→ Trecho apresentado
Inicialmente apoiadas por recursos de organismos internacionais e empresas

privadas, a partir dos anos 2000 intensificou-se a utilização de recursos estatais e o

vídeo ganhou visibilidade neste guarda-chuva. Ações culturais e educacionais de

algumas ONGs se fortaleceram e passaram a realizar oficinas de cinema, vídeo e

novas mídias, principalmente com jovens de baixa-renda da periferia, com o apelo

do "desenvolvimento cidadão", passando a relacionar o direito à cultura e à

comunicação entre os direitos humanos.

→ Tarefas propostas
a) Indique se cada afirmação abaixo está de acordo com o trecho sobre as oficinas de vídeo das ONGs. Responda "sim" ou "não" e cite literalmente as palavras do trecho que decidem cada caso.
(i) No início, as iniciativas contavam com recursos de organismos internacionais e de empresas privadas.
(ii) A partir dos anos 2000, o uso de recursos estatais diminuiu.
(iii) As oficinas se dirigiam principalmente a jovens de baixa renda da periferia.
b) Prossiga com o trecho sobre as oficinas de cinema e vídeo das ONGs a partir do ponto em que ele termina.
A listagem seguinte é material independente do trecho.

→ Listagem fornecida
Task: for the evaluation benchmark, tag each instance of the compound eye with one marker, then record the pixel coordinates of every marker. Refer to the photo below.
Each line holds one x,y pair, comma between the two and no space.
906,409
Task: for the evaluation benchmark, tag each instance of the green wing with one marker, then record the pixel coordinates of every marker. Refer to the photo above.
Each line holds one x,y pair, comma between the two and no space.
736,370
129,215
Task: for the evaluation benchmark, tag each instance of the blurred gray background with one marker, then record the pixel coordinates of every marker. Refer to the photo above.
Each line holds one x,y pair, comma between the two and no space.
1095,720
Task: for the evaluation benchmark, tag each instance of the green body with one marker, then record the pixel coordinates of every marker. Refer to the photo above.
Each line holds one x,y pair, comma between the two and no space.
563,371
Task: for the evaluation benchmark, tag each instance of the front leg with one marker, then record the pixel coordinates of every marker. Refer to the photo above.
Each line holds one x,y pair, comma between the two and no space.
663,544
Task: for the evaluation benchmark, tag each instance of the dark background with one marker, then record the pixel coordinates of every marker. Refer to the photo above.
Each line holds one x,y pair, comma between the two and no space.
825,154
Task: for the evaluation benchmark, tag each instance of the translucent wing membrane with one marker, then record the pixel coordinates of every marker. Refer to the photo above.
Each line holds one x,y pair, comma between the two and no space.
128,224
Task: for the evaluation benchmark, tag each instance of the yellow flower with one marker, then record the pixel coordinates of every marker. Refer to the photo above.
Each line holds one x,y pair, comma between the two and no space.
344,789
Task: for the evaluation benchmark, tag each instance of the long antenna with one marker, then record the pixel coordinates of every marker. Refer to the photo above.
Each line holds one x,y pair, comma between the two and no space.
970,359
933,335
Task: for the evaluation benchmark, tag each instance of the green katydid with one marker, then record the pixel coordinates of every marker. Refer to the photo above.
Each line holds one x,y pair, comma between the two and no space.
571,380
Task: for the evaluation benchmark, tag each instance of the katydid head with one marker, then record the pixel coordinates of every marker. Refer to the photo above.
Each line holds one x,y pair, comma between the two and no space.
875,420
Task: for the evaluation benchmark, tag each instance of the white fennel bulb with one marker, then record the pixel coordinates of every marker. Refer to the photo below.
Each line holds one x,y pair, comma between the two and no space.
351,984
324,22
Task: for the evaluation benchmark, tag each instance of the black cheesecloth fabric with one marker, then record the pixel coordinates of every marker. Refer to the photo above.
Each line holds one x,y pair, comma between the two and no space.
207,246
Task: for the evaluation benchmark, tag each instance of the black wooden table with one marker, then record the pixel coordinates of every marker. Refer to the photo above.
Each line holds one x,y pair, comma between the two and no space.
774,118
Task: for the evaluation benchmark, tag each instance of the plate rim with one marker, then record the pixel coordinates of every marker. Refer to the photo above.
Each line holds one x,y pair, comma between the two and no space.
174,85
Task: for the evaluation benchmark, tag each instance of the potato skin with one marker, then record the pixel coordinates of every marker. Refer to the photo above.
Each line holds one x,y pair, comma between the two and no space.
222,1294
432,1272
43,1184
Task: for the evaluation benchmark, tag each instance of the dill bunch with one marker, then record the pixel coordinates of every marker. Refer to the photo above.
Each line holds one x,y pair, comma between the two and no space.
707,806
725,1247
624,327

→ Respostas esperadas
a)
(i) Sim: "Inicialmente apoiadas por recursos de organismos internacionais e empresas privadas".
(ii) Não: "a partir dos anos 2000 intensificou-se a utilização de recursos estatais".
(iii) Sim: "principalmente com jovens de baixa-renda da periferia".

b)
Neste contexto, o dispositivo das oficinas de vídeo com jovens, principalmente

oriundos das periferias, "parece ter se mostrado necessário para resolver o grande

nó que se tornara a cisão entre o discurso da participação e a prática dos

realizadores de vídeo popular", da década de 1980 em torno da ABVP. Segundo

Clarisse Alvarenga (2004, p. 64),

É sabido que, com a globalização, as relações de trabalho se modificaram, gerando

um encurtamento do tempo livre dos trabalhadores. É escassa a disposição de

tempo para atividades paralelas. Talvez por isso, grande parte dos projetos de vídeo

[...] envolva jovens. Portanto, não se trata mais de uma atuação empreendida pelos

setores vinculados a sindicatos e partidos políticos, mas de jovens que dispõem do

tempo necessário para investir em um projeto videográfico.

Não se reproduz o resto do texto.